### [TO DO]
The answer must consist of every line from the entries below that contains the word "player".

** Opening STORED DATA block **

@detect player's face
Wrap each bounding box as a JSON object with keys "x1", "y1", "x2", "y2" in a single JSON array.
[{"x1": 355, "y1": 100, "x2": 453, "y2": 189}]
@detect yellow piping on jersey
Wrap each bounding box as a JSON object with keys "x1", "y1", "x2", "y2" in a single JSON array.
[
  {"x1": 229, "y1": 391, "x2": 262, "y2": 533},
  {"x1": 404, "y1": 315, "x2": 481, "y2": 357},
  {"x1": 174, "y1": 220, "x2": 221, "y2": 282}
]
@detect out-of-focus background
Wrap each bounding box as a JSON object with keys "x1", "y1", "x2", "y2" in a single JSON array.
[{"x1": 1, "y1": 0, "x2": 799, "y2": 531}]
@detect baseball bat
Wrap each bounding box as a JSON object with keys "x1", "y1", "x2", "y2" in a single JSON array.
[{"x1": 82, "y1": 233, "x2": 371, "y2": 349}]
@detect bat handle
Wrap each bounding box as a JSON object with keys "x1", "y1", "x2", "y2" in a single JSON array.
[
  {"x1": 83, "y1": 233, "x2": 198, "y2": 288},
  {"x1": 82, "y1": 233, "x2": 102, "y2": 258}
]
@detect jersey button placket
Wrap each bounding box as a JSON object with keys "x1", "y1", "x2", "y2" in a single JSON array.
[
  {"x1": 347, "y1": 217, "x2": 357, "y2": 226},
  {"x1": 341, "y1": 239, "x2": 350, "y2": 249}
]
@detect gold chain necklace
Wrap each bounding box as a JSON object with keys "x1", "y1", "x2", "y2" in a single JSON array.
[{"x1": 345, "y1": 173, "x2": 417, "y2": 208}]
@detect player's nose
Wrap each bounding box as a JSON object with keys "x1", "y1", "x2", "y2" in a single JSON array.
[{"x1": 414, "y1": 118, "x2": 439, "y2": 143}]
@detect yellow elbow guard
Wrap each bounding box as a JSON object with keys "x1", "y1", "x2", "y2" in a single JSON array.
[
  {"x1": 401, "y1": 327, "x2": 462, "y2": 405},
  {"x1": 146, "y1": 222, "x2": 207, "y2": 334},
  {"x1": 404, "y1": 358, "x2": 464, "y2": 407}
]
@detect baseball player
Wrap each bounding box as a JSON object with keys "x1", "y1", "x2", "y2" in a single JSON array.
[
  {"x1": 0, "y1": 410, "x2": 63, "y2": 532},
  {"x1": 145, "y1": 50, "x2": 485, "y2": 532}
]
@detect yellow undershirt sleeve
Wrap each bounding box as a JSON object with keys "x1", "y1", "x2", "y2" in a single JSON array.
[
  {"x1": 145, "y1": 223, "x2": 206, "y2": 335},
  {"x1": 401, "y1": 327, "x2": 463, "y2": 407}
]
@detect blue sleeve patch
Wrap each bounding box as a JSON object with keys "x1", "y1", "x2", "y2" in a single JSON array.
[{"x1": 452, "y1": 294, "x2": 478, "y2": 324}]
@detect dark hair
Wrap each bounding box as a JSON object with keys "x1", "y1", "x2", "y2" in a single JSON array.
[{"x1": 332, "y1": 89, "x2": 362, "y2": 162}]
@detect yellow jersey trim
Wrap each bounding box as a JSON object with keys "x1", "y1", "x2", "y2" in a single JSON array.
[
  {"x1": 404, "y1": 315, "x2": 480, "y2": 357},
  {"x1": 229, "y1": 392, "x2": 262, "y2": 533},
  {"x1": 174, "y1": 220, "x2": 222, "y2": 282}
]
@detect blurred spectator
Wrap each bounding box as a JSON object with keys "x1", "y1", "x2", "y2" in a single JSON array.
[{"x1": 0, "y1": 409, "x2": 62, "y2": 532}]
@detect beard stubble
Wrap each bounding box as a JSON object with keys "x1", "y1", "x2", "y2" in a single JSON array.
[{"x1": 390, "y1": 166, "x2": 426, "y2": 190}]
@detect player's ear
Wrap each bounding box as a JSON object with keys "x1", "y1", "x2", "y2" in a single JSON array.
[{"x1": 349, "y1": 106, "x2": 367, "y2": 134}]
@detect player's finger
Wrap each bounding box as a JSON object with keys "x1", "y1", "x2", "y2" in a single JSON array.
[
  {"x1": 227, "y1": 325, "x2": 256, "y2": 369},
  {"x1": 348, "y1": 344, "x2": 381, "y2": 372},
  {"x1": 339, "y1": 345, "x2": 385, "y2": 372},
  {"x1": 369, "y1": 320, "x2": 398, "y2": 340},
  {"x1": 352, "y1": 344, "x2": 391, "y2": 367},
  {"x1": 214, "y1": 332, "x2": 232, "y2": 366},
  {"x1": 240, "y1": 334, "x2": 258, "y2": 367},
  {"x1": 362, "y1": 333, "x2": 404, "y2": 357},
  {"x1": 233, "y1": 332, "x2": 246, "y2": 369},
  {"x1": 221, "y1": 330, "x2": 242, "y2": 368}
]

** Closing STORED DATA block **

### [TASK RESULT]
@detect player's face
@detect player's nose
@detect baseball player
@detect player's ear
@detect player's finger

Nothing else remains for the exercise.